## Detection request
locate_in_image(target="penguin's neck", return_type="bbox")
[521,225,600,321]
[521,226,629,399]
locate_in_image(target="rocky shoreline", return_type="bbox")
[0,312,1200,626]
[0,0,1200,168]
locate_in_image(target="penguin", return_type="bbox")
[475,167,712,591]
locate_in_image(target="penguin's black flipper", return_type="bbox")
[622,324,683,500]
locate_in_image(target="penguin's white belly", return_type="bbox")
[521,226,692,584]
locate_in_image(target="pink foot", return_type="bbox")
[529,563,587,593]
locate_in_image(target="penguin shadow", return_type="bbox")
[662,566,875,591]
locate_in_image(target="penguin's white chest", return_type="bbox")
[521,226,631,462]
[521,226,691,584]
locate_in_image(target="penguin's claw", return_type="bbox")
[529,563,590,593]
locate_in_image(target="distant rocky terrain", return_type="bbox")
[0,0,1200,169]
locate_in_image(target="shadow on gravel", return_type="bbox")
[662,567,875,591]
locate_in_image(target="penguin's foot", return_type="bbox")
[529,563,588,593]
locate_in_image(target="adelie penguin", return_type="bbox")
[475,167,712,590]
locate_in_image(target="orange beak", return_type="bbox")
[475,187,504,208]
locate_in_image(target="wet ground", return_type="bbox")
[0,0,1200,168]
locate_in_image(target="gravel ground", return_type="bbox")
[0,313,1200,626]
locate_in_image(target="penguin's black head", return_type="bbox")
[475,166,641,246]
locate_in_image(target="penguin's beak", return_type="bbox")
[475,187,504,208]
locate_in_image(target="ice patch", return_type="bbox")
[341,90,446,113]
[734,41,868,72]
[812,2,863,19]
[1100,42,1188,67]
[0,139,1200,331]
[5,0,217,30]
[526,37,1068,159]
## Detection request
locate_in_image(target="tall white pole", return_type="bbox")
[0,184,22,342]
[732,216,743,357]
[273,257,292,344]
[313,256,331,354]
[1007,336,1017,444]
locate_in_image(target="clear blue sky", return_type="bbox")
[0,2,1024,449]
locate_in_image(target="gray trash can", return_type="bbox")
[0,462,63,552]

+ + + + + + +

__OBJETIVO__: Por favor, expresse como CSV de duas colunas, "pedido" e "resposta", somente os registros que começam no início e terminam na linha que contém "[662,566,875,591]", ambas inclusive. Use uma linha por par, com cada campo entre aspas e as quebras de linha trocadas por espaços.

__SOLUÇÃO DA TAREFA__:
pedido,resposta
"## Detection request locate_in_image(target=""penguin's neck"", return_type=""bbox"")","[521,225,600,321] [521,226,629,399]"
"locate_in_image(target=""rocky shoreline"", return_type=""bbox"")","[0,312,1200,626] [0,0,1200,168]"
"locate_in_image(target=""penguin"", return_type=""bbox"")","[475,167,712,591]"
"locate_in_image(target=""penguin's black flipper"", return_type=""bbox"")","[622,324,683,500]"
"locate_in_image(target=""penguin's white belly"", return_type=""bbox"")","[521,226,692,584]"
"locate_in_image(target=""pink foot"", return_type=""bbox"")","[529,563,587,593]"
"locate_in_image(target=""penguin shadow"", return_type=""bbox"")","[662,566,875,591]"